Entries for locating named things:
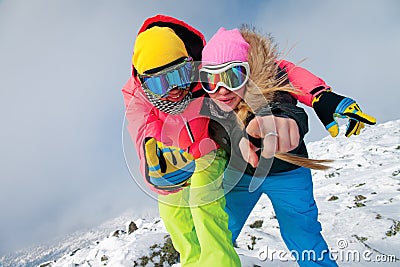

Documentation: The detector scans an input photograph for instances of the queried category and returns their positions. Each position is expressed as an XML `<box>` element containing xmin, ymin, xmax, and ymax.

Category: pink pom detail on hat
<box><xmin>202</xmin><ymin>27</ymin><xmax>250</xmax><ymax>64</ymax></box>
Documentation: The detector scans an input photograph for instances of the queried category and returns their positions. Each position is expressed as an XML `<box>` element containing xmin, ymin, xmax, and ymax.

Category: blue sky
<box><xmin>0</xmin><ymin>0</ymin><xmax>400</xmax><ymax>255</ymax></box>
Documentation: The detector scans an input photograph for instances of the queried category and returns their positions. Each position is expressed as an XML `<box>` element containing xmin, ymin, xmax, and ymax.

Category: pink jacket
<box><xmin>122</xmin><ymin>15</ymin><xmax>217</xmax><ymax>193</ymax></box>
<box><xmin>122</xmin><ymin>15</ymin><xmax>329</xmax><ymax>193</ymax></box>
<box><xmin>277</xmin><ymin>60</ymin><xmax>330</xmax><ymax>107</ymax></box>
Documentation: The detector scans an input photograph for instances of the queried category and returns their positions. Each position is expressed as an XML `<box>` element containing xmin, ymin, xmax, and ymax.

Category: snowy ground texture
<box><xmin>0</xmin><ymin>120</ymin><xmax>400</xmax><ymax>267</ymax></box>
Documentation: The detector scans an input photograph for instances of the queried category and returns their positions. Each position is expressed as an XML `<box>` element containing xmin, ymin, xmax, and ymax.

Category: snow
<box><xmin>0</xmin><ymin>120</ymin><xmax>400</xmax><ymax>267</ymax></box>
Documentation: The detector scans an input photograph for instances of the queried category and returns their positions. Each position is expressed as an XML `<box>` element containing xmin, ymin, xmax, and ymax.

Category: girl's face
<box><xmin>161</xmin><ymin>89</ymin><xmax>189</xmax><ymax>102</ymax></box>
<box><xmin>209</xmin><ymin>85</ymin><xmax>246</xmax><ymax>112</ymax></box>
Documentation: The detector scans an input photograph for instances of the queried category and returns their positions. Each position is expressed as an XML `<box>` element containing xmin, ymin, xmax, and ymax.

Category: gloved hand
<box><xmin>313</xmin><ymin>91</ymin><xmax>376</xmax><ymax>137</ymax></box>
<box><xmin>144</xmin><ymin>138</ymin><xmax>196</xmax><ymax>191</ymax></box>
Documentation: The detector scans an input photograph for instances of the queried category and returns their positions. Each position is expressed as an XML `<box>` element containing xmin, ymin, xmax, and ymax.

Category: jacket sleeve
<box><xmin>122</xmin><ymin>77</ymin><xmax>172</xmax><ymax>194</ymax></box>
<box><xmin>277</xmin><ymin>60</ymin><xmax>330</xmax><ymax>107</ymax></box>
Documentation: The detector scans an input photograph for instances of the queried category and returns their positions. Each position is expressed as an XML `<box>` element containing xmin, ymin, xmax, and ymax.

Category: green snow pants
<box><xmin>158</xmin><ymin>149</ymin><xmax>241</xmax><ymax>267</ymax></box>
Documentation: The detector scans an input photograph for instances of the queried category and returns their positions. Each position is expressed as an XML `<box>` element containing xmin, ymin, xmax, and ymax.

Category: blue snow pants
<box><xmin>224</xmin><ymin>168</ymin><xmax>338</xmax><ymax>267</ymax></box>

---

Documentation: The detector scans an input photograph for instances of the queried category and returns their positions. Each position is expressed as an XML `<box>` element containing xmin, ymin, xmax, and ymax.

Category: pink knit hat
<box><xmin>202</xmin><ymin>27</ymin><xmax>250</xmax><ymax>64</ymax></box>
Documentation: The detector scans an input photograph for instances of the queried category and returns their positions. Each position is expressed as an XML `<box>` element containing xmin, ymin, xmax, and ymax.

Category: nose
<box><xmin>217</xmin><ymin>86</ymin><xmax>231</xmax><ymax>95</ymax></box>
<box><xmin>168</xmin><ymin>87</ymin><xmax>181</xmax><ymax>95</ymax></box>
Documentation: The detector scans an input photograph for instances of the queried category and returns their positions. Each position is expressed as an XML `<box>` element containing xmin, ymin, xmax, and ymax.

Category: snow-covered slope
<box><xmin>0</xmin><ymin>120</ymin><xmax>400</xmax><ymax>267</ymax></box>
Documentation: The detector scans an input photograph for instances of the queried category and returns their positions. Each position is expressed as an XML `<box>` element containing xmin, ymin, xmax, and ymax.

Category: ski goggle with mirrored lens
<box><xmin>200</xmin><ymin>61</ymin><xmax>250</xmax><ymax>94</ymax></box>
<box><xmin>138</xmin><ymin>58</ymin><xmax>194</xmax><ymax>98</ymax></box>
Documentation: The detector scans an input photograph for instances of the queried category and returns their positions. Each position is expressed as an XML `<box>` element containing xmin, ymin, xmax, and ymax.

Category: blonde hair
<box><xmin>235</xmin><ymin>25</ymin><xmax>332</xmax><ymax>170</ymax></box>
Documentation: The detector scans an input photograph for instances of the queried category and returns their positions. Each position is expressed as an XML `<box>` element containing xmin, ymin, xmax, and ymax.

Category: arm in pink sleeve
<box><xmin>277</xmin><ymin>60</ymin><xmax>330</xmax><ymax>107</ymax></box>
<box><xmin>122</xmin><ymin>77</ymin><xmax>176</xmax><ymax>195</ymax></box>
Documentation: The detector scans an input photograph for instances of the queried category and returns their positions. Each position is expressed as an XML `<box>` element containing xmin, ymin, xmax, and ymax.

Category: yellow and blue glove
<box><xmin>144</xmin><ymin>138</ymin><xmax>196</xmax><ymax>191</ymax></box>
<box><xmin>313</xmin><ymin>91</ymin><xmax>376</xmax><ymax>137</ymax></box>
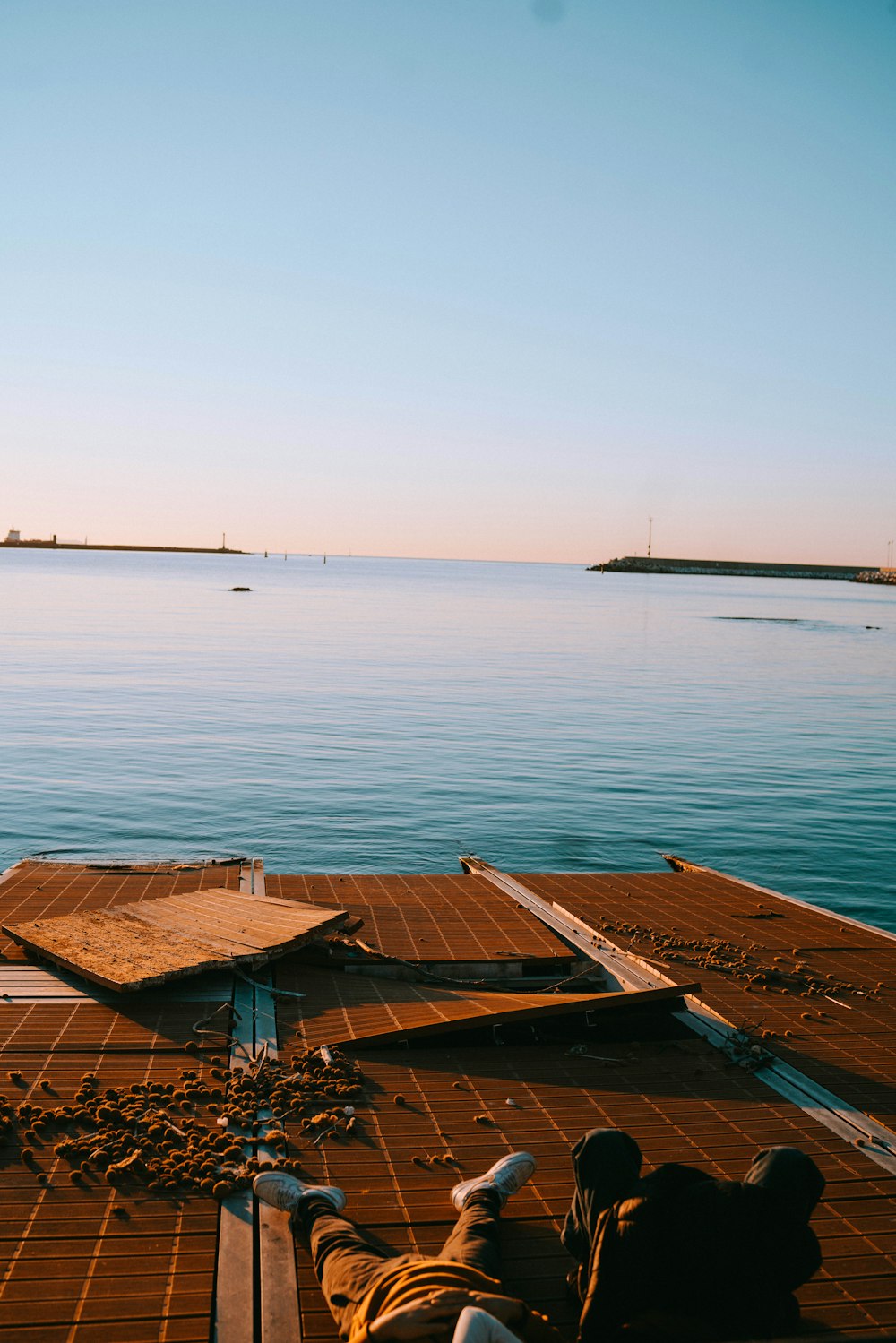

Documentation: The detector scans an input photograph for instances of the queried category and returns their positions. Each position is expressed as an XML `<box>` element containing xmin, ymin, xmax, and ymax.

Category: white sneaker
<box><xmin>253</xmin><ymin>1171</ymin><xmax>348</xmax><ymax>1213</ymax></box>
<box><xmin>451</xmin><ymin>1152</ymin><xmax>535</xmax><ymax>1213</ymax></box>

Exercise objective:
Count the lines in the entries above that contain the word "pink". Give only the number.

Answer for the task:
4